Source data:
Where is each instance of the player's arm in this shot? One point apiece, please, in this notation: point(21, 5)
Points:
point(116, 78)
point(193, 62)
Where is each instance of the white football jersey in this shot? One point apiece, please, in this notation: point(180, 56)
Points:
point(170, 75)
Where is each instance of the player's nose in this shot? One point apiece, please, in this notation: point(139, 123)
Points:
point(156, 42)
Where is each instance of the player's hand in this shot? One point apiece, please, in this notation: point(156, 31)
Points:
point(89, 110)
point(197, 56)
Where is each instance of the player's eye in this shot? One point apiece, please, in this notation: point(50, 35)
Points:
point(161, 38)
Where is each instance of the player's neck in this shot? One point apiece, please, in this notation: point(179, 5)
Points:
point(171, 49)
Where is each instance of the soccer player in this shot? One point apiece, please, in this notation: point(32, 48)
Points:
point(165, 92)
* * *
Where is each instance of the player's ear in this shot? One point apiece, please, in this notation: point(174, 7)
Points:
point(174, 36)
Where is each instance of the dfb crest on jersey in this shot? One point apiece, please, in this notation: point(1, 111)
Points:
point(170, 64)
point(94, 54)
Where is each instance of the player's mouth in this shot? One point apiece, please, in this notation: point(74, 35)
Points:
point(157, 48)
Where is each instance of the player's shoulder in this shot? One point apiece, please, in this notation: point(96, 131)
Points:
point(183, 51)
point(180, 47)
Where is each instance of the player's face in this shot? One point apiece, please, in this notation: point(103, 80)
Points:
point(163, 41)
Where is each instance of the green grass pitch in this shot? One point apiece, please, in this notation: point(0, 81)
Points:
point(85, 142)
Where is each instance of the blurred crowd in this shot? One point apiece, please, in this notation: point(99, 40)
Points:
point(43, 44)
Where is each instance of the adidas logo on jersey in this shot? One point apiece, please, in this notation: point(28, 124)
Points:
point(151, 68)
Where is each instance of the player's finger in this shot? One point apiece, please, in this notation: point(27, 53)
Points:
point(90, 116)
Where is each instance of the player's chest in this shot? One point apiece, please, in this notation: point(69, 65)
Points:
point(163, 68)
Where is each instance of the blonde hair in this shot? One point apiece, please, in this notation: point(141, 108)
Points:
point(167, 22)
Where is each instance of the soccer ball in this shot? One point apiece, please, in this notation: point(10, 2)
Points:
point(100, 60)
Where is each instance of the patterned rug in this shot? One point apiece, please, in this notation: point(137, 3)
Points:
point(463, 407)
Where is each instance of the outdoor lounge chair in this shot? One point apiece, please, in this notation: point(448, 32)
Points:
==
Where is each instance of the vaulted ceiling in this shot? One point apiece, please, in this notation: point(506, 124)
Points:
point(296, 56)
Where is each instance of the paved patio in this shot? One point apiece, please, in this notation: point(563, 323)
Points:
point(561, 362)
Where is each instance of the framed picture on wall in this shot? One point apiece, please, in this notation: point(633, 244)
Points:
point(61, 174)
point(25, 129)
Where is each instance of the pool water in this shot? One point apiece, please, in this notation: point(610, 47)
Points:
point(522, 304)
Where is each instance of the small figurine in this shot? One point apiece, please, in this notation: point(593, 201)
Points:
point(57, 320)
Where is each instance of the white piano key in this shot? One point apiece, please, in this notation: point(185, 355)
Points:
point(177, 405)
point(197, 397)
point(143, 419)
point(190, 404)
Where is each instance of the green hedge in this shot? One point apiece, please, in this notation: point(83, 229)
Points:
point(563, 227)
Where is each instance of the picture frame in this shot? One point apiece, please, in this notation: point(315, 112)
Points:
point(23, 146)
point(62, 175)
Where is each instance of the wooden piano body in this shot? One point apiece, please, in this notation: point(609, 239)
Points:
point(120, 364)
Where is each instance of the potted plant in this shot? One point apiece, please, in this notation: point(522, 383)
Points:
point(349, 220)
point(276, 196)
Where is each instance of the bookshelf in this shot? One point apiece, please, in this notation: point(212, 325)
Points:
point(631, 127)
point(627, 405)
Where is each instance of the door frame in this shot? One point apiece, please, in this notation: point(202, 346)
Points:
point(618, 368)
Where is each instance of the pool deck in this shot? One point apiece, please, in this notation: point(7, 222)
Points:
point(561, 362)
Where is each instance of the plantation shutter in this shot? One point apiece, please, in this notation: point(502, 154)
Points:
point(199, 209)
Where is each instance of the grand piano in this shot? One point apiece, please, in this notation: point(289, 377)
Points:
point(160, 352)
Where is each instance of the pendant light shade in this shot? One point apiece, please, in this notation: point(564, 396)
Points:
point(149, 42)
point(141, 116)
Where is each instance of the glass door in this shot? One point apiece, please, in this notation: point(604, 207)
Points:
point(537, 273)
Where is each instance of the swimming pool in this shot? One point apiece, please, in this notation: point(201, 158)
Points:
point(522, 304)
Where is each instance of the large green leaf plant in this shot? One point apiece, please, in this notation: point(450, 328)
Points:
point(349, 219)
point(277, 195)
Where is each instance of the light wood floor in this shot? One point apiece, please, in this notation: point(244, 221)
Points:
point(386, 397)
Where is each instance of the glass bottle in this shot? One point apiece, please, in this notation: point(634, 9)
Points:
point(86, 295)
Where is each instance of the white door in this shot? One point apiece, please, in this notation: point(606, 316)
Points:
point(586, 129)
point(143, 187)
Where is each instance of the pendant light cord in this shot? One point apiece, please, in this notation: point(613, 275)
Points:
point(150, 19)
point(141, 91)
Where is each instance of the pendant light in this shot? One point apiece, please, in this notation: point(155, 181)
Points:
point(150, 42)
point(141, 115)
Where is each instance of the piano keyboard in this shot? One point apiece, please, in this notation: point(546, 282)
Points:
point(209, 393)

To do:
Bring together all lines from the listing that contain the word "soccer".

Answer for this exercise:
Where is each instance of the soccer player in this shot? One point apiece, please, in this notation: point(32, 48)
Where is each instance of the soccer ball in this shot? One point apiece, please, in this notation: point(10, 2)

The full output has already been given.